> **Prompt**
Write out the data items word for word, beginning at the start and continuing through the line that contains "M 0 47 L 34".

— begin Data section —

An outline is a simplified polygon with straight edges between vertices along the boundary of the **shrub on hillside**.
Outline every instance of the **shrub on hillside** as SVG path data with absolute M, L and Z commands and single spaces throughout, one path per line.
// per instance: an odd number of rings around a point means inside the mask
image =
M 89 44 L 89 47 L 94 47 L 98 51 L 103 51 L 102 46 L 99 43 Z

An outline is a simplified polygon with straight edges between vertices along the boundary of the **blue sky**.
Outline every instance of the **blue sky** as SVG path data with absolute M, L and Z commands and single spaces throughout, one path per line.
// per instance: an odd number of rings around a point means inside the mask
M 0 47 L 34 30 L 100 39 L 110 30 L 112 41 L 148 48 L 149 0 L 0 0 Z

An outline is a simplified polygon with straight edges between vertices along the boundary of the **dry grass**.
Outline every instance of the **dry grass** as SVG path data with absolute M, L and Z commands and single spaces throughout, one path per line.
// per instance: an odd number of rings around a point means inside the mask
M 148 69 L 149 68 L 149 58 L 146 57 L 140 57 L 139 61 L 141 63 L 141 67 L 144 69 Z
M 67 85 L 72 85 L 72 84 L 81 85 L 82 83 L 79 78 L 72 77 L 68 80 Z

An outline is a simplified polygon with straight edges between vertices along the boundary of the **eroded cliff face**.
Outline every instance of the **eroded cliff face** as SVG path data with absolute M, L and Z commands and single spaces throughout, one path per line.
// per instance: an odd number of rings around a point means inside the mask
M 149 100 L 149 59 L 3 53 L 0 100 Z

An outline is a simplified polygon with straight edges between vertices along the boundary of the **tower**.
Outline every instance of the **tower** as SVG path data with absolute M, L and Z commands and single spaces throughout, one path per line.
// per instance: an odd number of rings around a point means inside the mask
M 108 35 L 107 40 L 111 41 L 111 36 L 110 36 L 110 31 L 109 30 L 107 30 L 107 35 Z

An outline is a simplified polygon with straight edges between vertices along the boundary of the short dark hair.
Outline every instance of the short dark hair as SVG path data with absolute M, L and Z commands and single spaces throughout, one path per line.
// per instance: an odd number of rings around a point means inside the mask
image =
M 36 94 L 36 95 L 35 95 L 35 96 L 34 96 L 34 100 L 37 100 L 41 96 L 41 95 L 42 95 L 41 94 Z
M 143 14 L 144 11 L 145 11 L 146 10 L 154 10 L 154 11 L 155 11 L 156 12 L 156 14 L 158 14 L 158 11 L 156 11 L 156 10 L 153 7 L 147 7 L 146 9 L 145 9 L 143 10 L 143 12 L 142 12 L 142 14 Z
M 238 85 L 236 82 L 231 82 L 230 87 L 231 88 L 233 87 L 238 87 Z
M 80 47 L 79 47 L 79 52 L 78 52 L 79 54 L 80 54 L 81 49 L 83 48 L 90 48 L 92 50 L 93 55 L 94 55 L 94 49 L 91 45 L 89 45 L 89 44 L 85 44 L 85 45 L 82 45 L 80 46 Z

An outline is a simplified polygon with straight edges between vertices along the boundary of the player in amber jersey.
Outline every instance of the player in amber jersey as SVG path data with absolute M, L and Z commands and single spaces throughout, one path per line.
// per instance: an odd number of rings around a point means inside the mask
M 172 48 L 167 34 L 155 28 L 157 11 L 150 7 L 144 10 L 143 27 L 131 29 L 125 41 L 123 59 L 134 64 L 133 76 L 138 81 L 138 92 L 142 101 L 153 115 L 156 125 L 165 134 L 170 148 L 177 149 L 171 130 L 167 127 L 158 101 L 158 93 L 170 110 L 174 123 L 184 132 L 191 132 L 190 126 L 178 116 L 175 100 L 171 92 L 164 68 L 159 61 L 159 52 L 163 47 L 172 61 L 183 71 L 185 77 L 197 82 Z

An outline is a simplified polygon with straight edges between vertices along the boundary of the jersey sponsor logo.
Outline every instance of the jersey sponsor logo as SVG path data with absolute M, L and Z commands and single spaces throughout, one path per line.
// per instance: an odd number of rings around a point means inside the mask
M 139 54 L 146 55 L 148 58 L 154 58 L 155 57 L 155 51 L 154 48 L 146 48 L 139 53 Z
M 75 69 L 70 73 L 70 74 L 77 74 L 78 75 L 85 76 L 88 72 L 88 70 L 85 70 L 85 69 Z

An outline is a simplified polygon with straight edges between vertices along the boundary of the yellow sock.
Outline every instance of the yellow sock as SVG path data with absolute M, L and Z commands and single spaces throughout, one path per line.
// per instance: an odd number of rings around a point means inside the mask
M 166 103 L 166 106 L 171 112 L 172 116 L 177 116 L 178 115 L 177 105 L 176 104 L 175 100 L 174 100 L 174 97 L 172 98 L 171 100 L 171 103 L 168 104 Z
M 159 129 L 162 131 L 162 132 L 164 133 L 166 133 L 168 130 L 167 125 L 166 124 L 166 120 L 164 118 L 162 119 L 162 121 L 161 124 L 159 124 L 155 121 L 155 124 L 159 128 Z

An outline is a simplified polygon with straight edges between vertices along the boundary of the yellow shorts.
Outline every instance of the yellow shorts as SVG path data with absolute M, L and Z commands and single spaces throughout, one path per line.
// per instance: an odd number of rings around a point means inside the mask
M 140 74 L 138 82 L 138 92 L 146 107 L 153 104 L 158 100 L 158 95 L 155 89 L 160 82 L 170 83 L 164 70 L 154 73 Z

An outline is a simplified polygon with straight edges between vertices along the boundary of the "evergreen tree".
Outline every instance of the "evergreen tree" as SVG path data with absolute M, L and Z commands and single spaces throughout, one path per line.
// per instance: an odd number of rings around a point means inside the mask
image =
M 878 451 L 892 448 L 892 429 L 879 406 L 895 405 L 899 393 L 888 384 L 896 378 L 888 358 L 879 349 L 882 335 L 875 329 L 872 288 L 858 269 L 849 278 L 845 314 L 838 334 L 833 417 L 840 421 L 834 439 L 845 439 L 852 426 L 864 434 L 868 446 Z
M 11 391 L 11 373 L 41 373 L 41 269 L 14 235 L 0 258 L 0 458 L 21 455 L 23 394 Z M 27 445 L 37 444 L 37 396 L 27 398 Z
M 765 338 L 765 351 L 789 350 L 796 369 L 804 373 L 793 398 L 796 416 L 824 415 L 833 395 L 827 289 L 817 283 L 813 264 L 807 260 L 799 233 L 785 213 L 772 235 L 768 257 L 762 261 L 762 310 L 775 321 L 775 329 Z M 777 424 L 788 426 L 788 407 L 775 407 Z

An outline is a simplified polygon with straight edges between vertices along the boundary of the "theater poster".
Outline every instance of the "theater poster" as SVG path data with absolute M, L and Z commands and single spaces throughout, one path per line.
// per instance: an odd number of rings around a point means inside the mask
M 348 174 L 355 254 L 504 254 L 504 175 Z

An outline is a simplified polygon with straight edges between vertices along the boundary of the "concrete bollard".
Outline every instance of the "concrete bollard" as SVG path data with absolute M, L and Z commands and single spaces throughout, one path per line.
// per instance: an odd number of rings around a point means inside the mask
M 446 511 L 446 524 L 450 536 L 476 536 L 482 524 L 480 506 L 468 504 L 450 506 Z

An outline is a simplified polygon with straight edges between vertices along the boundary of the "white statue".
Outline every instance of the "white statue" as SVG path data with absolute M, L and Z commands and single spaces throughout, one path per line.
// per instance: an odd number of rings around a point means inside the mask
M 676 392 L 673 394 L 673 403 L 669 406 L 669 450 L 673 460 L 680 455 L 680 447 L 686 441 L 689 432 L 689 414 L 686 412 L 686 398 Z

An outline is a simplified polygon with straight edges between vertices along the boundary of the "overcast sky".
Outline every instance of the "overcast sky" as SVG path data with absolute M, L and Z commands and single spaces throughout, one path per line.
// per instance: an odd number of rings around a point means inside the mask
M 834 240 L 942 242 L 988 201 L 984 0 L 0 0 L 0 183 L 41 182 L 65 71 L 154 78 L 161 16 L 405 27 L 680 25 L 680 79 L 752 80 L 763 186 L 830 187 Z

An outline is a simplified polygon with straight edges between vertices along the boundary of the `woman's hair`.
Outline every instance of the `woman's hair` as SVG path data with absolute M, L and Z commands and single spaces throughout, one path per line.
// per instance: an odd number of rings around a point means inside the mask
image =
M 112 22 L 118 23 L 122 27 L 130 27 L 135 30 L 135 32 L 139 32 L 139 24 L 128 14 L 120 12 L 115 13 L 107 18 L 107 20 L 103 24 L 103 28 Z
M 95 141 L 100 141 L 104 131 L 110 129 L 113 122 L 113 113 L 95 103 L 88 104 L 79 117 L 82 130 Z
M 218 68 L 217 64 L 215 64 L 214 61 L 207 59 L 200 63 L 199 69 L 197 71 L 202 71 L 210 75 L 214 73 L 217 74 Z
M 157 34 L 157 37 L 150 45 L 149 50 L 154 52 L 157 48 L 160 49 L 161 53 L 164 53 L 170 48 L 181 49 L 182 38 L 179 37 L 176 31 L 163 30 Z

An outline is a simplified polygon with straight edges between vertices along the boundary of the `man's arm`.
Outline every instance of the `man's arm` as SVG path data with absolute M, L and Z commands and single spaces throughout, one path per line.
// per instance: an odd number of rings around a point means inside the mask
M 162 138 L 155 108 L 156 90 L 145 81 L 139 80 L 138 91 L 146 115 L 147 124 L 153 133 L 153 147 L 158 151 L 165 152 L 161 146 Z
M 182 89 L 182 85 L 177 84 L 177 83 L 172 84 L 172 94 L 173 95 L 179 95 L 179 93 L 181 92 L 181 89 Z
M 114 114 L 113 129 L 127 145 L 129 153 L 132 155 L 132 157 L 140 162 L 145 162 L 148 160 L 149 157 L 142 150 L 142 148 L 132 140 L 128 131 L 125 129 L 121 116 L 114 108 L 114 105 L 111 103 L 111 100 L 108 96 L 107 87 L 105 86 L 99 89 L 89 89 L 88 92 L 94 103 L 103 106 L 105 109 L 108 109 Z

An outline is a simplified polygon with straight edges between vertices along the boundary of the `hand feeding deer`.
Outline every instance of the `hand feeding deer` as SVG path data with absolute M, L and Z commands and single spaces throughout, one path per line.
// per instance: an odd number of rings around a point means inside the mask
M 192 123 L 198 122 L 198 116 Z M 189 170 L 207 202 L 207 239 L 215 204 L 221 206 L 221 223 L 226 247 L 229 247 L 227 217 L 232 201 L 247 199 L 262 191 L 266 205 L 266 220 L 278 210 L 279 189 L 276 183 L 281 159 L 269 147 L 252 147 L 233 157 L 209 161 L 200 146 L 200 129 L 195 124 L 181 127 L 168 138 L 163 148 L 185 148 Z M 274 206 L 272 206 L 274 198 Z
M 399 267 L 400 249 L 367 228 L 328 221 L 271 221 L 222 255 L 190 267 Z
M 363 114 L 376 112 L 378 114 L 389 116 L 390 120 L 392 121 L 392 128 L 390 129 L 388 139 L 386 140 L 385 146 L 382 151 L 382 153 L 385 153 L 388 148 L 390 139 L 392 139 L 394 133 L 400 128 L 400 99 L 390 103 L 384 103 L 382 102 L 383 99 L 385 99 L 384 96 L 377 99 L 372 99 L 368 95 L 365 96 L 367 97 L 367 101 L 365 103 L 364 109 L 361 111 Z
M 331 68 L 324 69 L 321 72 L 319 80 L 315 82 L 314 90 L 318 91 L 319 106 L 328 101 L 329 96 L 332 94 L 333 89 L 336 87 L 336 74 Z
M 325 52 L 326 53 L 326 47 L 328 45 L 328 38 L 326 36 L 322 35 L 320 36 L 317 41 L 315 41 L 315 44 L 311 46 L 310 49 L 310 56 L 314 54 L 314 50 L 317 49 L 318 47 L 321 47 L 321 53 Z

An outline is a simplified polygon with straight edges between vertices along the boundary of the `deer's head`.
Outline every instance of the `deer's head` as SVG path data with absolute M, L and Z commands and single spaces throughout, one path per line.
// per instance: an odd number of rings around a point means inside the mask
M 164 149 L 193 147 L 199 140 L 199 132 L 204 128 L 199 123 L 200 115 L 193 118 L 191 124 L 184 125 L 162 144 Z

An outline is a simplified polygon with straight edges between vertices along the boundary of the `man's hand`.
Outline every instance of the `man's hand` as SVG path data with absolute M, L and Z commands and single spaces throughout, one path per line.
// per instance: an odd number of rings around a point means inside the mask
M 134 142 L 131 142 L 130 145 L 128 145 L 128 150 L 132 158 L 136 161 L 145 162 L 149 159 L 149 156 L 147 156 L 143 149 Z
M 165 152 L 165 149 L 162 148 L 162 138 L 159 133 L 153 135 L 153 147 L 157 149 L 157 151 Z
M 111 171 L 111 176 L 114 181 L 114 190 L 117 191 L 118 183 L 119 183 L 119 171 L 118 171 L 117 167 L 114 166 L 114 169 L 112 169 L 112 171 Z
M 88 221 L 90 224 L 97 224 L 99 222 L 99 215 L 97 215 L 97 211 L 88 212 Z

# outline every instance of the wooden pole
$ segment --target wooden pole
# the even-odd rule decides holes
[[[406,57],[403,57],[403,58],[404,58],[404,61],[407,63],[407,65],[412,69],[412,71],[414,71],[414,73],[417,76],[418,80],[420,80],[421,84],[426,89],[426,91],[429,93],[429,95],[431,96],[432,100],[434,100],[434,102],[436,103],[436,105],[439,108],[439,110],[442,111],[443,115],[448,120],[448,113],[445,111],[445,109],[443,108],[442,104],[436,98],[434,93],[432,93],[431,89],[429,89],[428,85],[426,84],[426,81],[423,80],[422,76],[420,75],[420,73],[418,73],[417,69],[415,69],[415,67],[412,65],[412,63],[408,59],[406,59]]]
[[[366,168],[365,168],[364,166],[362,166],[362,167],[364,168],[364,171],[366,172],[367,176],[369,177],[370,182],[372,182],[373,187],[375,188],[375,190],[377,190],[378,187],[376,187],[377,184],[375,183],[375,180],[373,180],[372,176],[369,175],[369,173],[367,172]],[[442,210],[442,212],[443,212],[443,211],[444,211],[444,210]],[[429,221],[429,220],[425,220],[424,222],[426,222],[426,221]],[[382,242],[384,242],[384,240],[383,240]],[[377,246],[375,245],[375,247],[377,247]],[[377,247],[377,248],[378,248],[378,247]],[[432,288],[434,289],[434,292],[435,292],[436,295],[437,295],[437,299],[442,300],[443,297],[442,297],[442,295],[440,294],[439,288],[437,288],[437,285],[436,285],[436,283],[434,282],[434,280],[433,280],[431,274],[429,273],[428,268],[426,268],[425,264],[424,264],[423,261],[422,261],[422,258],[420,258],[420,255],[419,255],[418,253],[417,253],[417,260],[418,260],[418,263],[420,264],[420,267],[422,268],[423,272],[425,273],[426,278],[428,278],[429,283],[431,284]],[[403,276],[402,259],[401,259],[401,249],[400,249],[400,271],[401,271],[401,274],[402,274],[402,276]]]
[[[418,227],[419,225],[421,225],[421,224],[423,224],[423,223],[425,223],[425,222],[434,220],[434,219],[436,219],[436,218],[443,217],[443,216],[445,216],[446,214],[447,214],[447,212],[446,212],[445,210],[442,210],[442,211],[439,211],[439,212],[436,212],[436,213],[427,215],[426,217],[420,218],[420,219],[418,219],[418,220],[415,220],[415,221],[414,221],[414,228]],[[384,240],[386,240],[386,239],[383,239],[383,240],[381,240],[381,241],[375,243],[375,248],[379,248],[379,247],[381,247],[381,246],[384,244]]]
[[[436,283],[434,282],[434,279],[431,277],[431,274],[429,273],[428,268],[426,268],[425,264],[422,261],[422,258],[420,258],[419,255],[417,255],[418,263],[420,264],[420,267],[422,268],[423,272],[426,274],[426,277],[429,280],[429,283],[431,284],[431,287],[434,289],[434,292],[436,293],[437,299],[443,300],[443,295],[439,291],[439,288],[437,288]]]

— end Data section —

> **Reply**
An outline is a simplified polygon with straight edges between vertices along the boundary of the **shrub on hillside**.
Outline every instance of the **shrub on hillside** as SVG path data with absolute M, L and Z commands and single spaces throughout, one path per line.
// per instance: an odd number of rings around a point means inside the mask
image =
M 89 44 L 89 47 L 94 47 L 98 51 L 103 51 L 102 46 L 99 43 Z

An outline is a simplified polygon with straight edges between vertices along the boundary of the **blue sky**.
Outline every instance of the **blue sky** as SVG path data with absolute M, L and Z commands and single spaces throughout, one path per line.
// per instance: an odd number of rings around a point means inside the mask
M 0 47 L 34 30 L 100 39 L 110 30 L 112 41 L 148 48 L 149 0 L 0 0 Z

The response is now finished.